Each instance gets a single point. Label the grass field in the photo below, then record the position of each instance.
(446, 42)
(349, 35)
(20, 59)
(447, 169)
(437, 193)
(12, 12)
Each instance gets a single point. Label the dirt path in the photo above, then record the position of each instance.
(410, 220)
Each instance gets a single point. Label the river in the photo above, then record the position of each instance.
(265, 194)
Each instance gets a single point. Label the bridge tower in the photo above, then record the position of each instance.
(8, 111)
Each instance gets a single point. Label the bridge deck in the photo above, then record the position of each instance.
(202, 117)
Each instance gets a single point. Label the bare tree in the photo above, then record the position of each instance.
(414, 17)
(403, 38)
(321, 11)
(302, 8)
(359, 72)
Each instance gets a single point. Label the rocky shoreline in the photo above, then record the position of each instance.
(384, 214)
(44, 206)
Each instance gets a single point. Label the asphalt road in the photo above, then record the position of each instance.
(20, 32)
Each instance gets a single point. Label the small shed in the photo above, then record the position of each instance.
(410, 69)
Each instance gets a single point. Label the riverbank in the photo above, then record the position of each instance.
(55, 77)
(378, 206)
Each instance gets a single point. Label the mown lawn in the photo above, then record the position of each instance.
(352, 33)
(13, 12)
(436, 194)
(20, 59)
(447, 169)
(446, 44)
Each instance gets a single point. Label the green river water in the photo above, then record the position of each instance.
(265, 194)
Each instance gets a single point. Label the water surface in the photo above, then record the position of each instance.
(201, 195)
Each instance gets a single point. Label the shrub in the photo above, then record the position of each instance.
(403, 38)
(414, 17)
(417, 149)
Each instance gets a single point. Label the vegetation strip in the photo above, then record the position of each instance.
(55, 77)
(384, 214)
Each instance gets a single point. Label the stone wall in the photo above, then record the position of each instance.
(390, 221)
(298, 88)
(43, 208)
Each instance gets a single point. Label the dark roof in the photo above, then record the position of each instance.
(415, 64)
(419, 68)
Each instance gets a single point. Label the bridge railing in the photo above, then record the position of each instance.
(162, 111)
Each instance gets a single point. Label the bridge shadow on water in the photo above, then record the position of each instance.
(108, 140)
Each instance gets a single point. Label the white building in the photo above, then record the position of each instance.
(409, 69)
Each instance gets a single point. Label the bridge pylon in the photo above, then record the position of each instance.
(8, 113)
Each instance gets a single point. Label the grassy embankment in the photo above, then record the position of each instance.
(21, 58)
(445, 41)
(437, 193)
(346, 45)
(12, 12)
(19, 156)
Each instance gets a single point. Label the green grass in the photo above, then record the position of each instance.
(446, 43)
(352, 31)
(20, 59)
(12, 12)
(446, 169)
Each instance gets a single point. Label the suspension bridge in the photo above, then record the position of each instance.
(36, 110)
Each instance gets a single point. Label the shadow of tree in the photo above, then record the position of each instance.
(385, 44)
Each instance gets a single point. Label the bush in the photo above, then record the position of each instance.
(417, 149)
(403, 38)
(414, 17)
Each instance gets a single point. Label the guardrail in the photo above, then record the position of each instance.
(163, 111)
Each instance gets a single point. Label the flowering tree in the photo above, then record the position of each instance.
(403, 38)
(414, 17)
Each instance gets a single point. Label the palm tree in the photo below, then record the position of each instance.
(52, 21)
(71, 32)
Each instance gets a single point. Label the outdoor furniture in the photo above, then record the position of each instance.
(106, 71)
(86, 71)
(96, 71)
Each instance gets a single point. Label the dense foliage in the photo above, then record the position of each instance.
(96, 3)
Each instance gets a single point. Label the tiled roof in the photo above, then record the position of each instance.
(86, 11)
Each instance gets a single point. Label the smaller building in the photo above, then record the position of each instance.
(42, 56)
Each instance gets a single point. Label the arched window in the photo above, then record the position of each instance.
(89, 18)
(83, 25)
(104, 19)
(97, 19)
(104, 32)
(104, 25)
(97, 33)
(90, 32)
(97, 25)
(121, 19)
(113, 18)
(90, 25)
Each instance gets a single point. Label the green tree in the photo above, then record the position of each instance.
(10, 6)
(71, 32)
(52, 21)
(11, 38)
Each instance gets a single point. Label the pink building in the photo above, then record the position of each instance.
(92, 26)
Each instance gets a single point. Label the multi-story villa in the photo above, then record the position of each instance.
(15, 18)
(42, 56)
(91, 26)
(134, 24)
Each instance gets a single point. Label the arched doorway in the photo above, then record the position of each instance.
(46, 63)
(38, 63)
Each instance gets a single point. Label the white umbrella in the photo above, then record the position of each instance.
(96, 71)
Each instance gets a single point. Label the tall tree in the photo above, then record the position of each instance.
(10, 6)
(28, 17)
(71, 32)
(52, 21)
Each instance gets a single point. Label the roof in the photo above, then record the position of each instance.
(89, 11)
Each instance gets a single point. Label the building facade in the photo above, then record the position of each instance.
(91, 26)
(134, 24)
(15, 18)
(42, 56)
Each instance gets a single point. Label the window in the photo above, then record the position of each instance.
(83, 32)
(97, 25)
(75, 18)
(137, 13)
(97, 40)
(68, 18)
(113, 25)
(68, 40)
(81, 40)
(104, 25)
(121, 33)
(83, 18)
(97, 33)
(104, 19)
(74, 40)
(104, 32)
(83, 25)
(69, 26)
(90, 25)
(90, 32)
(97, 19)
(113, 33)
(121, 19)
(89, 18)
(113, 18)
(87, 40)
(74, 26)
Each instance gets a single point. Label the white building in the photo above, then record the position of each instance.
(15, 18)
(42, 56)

########################################

■ **About this exercise**:
All of the records should be transcribed exactly, with nothing left out.

■ **Solution for this problem**:
Each instance gets a single point. Label the grass field in the photo below, then record the position of each instance.
(446, 42)
(349, 35)
(20, 59)
(447, 169)
(437, 193)
(12, 12)
Each instance gets a single point. Label the dirt path in the photo above, then record the position of each instance.
(410, 220)
Each instance gets a single point. Label the river in the photo above, then record the position of each instance.
(265, 194)
Each instance gets a single point. Label the bridge tower in the photo above, then record the position of each instance.
(8, 111)
Each instance gets a single point. Label the bridge deck in the photo above, then record the position of each instance.
(202, 117)
Each instance gets a single point. Label the bare tree in the photo above, then record the position of each instance.
(414, 17)
(403, 38)
(321, 11)
(302, 8)
(359, 72)
Each instance gets a single point. Label the rocky shoreline in the photo above, then record the position of each instance.
(384, 214)
(44, 206)
Each instance gets a single point. Label the asphalt road in the photo above, then record the position of each instance.
(20, 32)
Each instance gets a single point. Label the small shed in the photo above, then record the position of each instance.
(410, 69)
Each instance gets a single point. Label the riverbank in the photo above, then record the position of each instance.
(55, 77)
(378, 206)
Each instance gets a single point. Label the mown lawn in the photo above, then record the position of each instance.
(352, 33)
(13, 12)
(436, 194)
(20, 59)
(447, 169)
(446, 44)
Each instance gets a single point. Label the green river water in the photo above, then record the position of each instance.
(265, 194)
Each instance gets a single point. Label the water surface in the photo above, then record the position of each instance.
(201, 195)
Each instance gets a single point. Label the shrub in the photo above, then record the position of each instance.
(403, 38)
(414, 17)
(417, 149)
Each instance gets a single point. Label the vegetation strip in the photo above, then record the position of each instance.
(55, 77)
(384, 214)
Each instance gets a single point. Label the stone wall in the photo above, then record the position of each instance.
(390, 221)
(298, 88)
(43, 208)
Each instance gets a single point. Label the dark roof in the photo above, then record the position of each instance.
(415, 64)
(419, 68)
Each instance gets a single point. Label the bridge railing in the photo above, then record the position of each instance.
(162, 111)
Each instance gets a single point. Label the bridge shadow on water in the photo above, then record the position of each instance.
(108, 140)
Each instance gets a single point. Label the white building in the photo above, then record the position of each instance.
(409, 69)
Each instance gets a single point. Label the bridge pylon in the photo above, then record the position of each instance.
(8, 113)
Each instance gets a single point. Label the grassy embankment in the photo above, then record the position of each instance.
(21, 58)
(445, 41)
(437, 193)
(346, 45)
(12, 12)
(19, 156)
Each instance gets a single point. Label the green grass in the photo above, then record the position of each instance.
(446, 43)
(352, 31)
(20, 59)
(12, 12)
(446, 169)
Each instance gets a single point. Label the suspension bridge in the photo above, then record the position of each instance.
(36, 110)
Each instance gets a single point. Label the shadow of tree in the photo above, then record the position of each instance.
(385, 44)
Each instance gets a single point. Label the bush in the photo above, then record the position of each instance.
(417, 149)
(403, 38)
(414, 17)
Each instance gets a single point. Label the guardrail in the photo above, then record the position of each instance.
(163, 111)
Each instance gets a single point. Label the flowering tree in the photo above, then record the position of each instance.
(403, 38)
(414, 17)
Each instance gets a single point. Label the palm tree in the photo below, then record the position of each instance.
(52, 21)
(71, 32)
Each instance gets a single point. Label the outdoor furniture in the photo above, then record the position of each instance.
(106, 71)
(86, 71)
(96, 71)
Each instance gets a single point. Label the dense foliage in the photo above, then record the position of each instance.
(96, 3)
Each instance gets a single point. Label the tiled roof in the photo above, then record the position of each instance.
(86, 11)
Each instance gets a single point. Label the smaller building in the photo above, then record the position of each instance.
(42, 56)
Each instance gets a single point. Label the arched window in the photo above, then record the position of each instance.
(89, 18)
(83, 25)
(104, 19)
(97, 19)
(104, 32)
(104, 25)
(97, 33)
(90, 32)
(97, 25)
(121, 19)
(113, 18)
(90, 25)
Each instance gets a single point. Label the green tree in the photo above, then record the position of each instance.
(10, 6)
(71, 32)
(52, 21)
(11, 38)
Each instance gets a single point. Label the pink building in the photo above, then record the position of each instance.
(92, 26)
Each instance gets a single point. Label the multi-story villa in the photo above, then record the position of each instance.
(15, 18)
(42, 56)
(91, 26)
(134, 24)
Each instance gets a single point. Label the arched doorway in the photo above, then record the position of each instance.
(46, 63)
(38, 63)
Each instance gets a single point. Label the white umbrella in the photo above, then record the position of each instance.
(96, 71)
Each instance gets a single point. Label the tall tree in the photo above, then record the position of each instance.
(10, 6)
(28, 17)
(71, 32)
(52, 21)
Each instance gets a single point. Label the roof in the photo above, then record the position of each instance.
(89, 11)
Each instance gets a single point. Label the building facade in the photo above, then record the position of each instance.
(91, 26)
(134, 24)
(15, 18)
(42, 56)
Each instance gets a single point. Label the window in the photo above, then record the position of each instance.
(83, 32)
(97, 25)
(75, 18)
(137, 13)
(97, 40)
(68, 18)
(113, 25)
(68, 40)
(81, 40)
(104, 25)
(121, 33)
(83, 18)
(97, 33)
(104, 19)
(74, 40)
(104, 32)
(83, 25)
(69, 26)
(90, 25)
(90, 32)
(97, 19)
(113, 33)
(121, 19)
(89, 18)
(113, 18)
(87, 40)
(74, 26)
Each instance gets a single point. Label the white building in the photo above, then record the position of each instance.
(15, 18)
(42, 56)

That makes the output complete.